-- START --
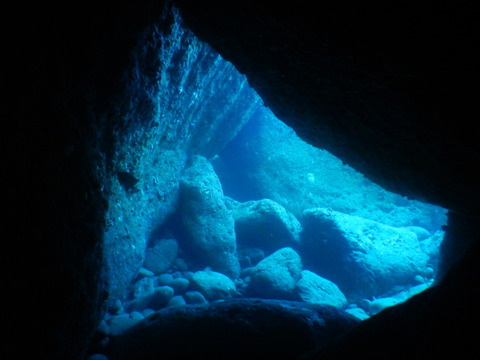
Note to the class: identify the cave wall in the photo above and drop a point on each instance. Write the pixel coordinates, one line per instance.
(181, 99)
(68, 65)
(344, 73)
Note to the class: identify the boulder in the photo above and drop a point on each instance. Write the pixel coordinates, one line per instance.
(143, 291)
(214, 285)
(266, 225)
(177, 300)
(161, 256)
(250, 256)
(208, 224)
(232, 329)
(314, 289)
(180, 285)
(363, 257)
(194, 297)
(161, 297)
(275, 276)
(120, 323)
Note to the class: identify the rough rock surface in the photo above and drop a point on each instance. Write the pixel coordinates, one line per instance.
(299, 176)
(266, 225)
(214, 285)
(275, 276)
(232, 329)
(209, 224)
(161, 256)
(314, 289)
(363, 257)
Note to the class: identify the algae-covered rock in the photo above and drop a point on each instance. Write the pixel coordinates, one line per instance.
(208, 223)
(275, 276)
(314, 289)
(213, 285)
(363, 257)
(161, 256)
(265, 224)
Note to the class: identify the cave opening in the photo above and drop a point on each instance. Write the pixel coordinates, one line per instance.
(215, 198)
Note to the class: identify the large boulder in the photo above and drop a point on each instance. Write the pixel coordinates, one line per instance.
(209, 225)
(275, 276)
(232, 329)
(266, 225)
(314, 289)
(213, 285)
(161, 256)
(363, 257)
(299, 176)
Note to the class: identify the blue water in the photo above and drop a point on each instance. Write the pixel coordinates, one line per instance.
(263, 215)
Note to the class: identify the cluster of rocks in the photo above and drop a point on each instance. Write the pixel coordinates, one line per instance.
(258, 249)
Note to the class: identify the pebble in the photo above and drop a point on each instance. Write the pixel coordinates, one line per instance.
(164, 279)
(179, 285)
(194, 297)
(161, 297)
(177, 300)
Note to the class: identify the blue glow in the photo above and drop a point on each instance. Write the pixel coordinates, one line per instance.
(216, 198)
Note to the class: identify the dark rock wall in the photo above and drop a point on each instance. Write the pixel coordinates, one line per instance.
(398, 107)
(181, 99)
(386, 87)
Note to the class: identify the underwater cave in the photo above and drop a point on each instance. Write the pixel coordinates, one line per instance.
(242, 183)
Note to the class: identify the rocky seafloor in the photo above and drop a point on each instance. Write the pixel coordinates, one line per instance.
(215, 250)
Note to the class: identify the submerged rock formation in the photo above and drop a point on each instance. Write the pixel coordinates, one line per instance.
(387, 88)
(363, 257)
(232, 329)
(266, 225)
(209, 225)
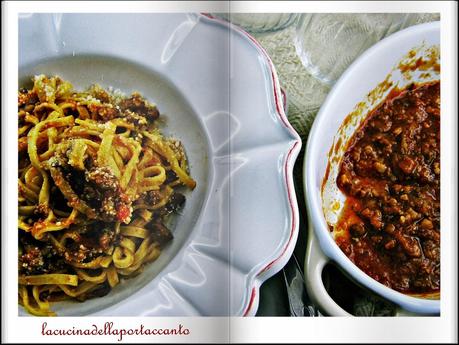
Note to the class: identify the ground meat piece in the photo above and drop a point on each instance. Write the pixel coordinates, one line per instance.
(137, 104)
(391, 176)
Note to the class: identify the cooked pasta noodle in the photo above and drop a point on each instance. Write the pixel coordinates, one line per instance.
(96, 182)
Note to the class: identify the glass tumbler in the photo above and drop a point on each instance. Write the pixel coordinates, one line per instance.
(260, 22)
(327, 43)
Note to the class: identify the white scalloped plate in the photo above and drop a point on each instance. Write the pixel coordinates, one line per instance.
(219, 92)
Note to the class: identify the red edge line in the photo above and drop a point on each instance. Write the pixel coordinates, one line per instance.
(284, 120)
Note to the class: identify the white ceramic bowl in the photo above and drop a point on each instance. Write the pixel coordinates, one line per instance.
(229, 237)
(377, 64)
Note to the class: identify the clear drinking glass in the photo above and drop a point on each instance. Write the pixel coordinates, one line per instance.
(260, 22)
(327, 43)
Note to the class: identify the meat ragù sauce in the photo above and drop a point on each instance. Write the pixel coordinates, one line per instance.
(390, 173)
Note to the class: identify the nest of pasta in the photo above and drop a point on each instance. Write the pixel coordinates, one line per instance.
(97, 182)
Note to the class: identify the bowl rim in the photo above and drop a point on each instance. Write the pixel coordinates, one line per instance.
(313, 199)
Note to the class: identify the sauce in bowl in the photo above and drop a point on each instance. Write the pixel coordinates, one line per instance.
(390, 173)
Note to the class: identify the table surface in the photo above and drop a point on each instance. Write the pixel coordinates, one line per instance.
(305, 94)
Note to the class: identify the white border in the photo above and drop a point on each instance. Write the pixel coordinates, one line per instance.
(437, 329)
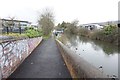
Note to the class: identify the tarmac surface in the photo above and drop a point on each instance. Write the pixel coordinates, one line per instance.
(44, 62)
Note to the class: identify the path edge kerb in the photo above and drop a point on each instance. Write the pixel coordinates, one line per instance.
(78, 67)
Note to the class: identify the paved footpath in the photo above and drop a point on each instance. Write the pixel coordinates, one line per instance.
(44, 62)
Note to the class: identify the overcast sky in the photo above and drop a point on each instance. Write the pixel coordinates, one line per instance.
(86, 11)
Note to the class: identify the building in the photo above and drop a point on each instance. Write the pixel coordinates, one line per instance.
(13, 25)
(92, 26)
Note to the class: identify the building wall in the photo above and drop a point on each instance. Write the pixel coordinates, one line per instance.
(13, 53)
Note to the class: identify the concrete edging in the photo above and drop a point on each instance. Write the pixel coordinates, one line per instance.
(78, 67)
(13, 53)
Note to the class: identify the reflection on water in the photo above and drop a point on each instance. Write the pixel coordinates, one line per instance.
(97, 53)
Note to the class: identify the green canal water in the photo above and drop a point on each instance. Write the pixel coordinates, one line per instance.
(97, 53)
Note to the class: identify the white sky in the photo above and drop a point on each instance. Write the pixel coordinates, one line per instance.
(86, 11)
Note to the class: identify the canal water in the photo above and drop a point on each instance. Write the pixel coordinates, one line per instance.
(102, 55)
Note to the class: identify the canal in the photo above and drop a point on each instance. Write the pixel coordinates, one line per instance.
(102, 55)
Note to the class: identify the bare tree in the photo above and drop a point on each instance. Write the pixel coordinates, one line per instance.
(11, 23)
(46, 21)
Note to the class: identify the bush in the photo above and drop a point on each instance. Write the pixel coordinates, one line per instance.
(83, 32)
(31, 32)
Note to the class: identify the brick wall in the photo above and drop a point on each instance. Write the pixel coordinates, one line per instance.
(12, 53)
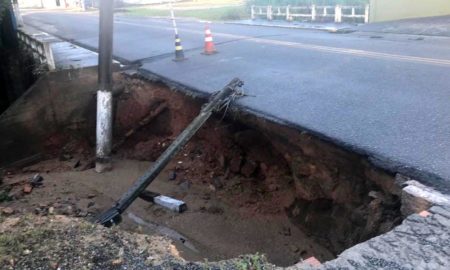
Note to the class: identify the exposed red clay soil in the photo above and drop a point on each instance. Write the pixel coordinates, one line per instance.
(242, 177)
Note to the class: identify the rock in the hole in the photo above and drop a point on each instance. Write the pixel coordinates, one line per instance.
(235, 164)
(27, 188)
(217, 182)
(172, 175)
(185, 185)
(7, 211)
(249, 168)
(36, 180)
-- END --
## What this task involves
Write out exactly the lines from the line holding "Note to the class: identify the green" through the last line of the records above, inclusive, and nothing more. Leave out the pictures.

## Result for this task
Note to the class: identify the green canal water in the photo above and drop a point on each instance. Write the pixel coordinates, one line per instance.
(97, 53)
Note to the class: identify the white sky in the photo above and drop a point on each instance. Write the pixel coordinates, one line per instance.
(86, 11)
Note to the class: identify the canal water in the photo above and drop a point on each instance. Write the pixel coordinates, one line per instance.
(102, 55)
Note to the class: identify the canal in the photo above and drop a point on each instance. Write the pixel coordinates, one line per instance.
(102, 55)
Note to the class: identify the bare tree in the photo above and drop a point on each instance. Write the pixel coordinates, one line per instance.
(11, 23)
(46, 21)
Note to the class: identify the bush in the photo above and drop a point on each instance. Write the pixel coordinates, one line per instance.
(83, 32)
(31, 32)
Note to the class: identify the brick wall in the photo above and drop a point on each instance. Write the pixel coordinates, one line per instance.
(12, 53)
Note to the class: identify the exposed red clay soil in the photo above and drop a point on each instance. Write the pixel coordinates, one line per instance.
(242, 177)
Note to the class: identify the rock in the hole in the photo above and drop a point on each instance. Write the pixel coordinates, one line per instance.
(235, 164)
(27, 188)
(217, 182)
(172, 175)
(185, 185)
(7, 211)
(249, 168)
(36, 180)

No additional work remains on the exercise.